== Page extract ==
+ + + + + + +
Various symbolical explanations of the three Masses were given by mediæval writers. The midnight celebration was supposed to represent mankind's condition before the Law of Moses, when thick darkness covered the earth; the second, at dawn, the time of the Law and the Prophets with its growing light; the third, in full daylight, the Christian era of light and grace. Another interpretation, adopted by St. Thomas Aquinas, is more mystical; the three Masses stand for the threefold birth of Christ, the first typifying the dark mystery of the eternal generation of the Son, the second the birth of Christ the morning-star within the hearts of men, the third the bodily birth of the Son of Mary.
At the Christmas Masses the “Gloria in excelsis” resounds again. This song of the angels was at first chanted only at Christmas; it was introduced into Rome during the fifth century at Midnight Mass in imitation of the custom of the Church of Jerusalem.
It is, indeed, from imitation of the services at Jerusalem and Bethlehem that the three Roman Masses of Christmas seem to have sprung. From a late fourth-century document known as the “Peregrinatio Silviæ,” the narrative of a pilgrimage to the holy places of the east by a great lady from southern Gaul, it appears that at the feast of the Epiphany—when the Birth of Christ was commemorated in the Palestinian Church—two successive “stations” were held, one at Bethlehem, the other at Jerusalem. At Bethlehem the station was held at night on the eve of the feast, then a procession was made to the church of the Anastasis or Resurrection—where was the Holy Sepulchre—arriving “about the hour when one man begins to recognise another, i.e., near daylight, but before the day has fully broken.” There a psalm was sung, prayers were said, and the catechumens and faithful were blessed by the bishop. Later, Mass was celebrated at the Great Church at Golgotha, and the procession returned to the Anastasis, where another Mass was said.{10}
At Bethlehem at the present time impressive services are held on the Latin Christmas Day. The Patriarch comes from Jerusalem, with a troop of cavalry and Kavasses in gorgeous array. The office lasts from 10 o'clock on Christmas Eve until long after midnight. “At the reading of the Gospel the clergy and as many of the congregation as can follow leave the church, and proceed by a flight of steps and a tortuous rock-hewn passage to the Grotto of the Nativity, an irregular subterranean chamber, long and narrow. They carry with them a waxen image of an infant—the bambino—wrap it in swaddling bands and lay it on the site which is said to be that of the manger.”
+ + + + + + +
== Stated goal ==
Resume the passage on the Christmas Masses and the Bethlehem services, picking up right after its last sentence.

== Information provided ==
+ + + + + + +
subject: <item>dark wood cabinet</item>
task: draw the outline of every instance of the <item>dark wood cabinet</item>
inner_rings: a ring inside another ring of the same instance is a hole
+ + + + + + +
== Response ==
The Midnight Mass appears to have been introduced into Rome in the first half of the fifth century. It was celebrated by the Pope in the church of Santa Maria Maggiore, while the second Mass was sung by him at Sant’ Anastasia—perhaps because of the resemblance of the name to the Anastasis at Jerusalem—and the third at St. Peter's. On Christmas Eve the Pope held a solemn “station” at Santa Maria Maggiore, and two Vespers were sung, the first very simple, the second, at which the Pope pontificated, with elaborate ceremonial. Before the second Vespers, in the twelfth century, a good meal had to be prepared for the papal household by the Cardinal-Bishop of Albano. After Matins and Midnight Mass at Santa Maria Maggiore, the Pope went in procession to Sant’ Anastasia for Lauds and the Mass of the Dawn. The third Mass, at St. Peter's, was an event of great solemnity, and at it took place in the year 800 that profoundly significant event, the coronation of Charlemagne by Leo III.—a turning-point in European history.
Later it became the custom for the Pope, instead of proceeding to St. Peter's, to return to Santa Maria Maggiore for the third Mass. On his arrival he was given a cane with a lighted candle affixed to it; with this he had to set fire to some tow placed on the capitals of the columns. The ecclesiastical explanation of this strange ceremony was that it symbolised the end of the world by fire, but one may conjecture that some pagan custom lay at its root. Since 1870 the Pope, as “the prisoner of the Vatican,” has of course ceased to celebrate at Santa Maria Maggiore or Sant’ Anastasia. The Missal, however, still shows a trace of the papal visit to Sant’ Anastasia in a commemoration of this saint which comes as a curious parenthesis in the Mass of the Dawn.
On Christmas Day in the Vatican the Pope blesses a hat and a sword, and these are sent as gifts to some prince. The practice is said to have arisen from the mediæval custom for the Holy Roman Emperor or some other sovereign to read one of the lessons at Christmas Matins, in the papal chapel, with his sword drawn.{15}
Celebrated in countries as distant from one another, both geographically and in character, as Ireland and Sicily, Poland and South America, the Midnight Mass naturally varies greatly in its tone and setting. Sometimes it is little more than a fashionable function, sometimes the devotion of those who attend is shown by a tramp over miles of snow through the darkness and the bitter wind.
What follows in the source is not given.